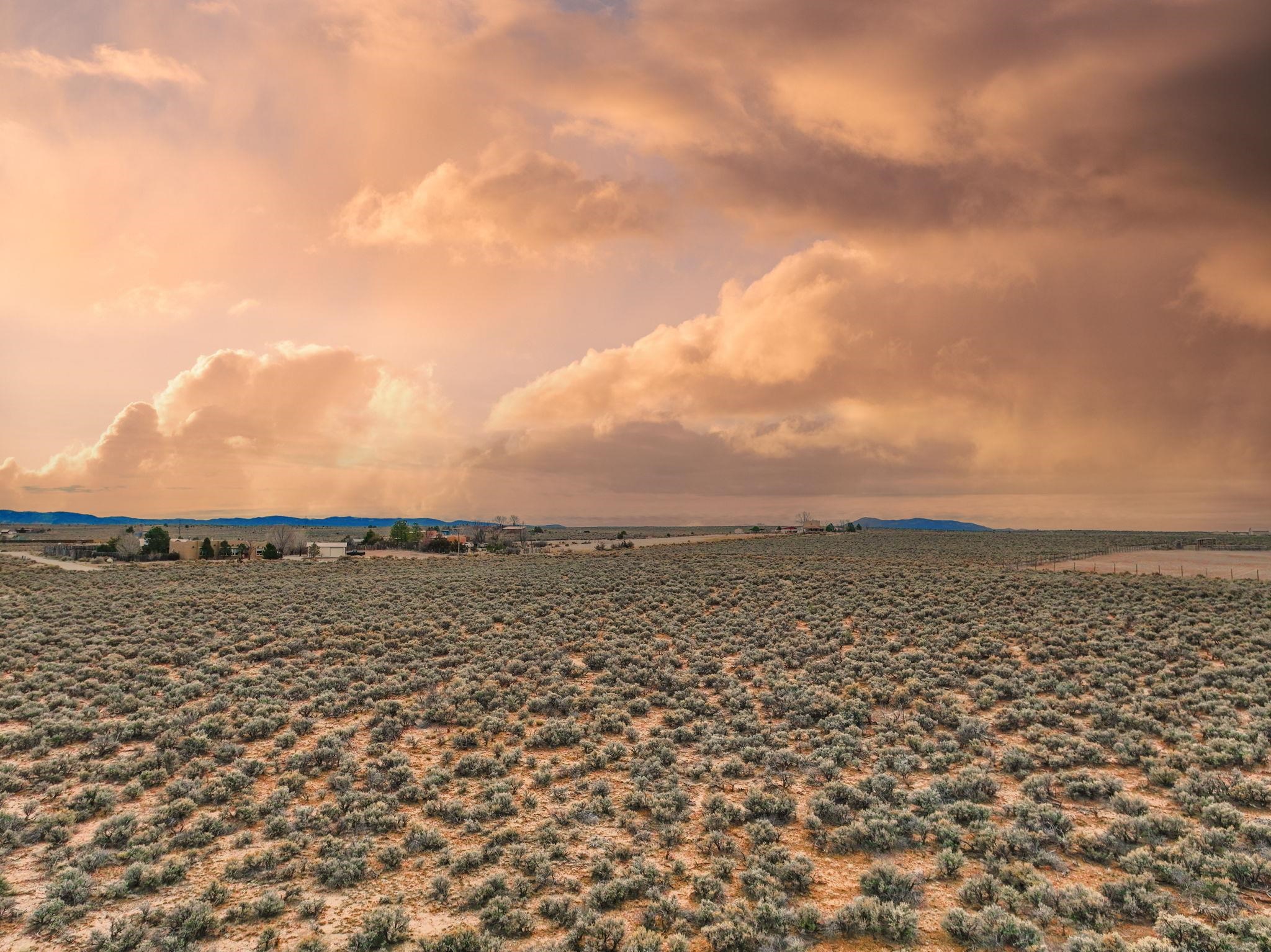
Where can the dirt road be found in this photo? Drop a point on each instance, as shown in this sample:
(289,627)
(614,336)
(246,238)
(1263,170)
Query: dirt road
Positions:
(59,564)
- - -
GIVEN PROBLEM: Pull out every line of the material that contains the word "dirt", and copy each one in full.

ANSWER TO THE PROBLEM:
Where can the dirt road be found in this photo? Drop a point on each instance, as shown in this sample:
Query: dirt road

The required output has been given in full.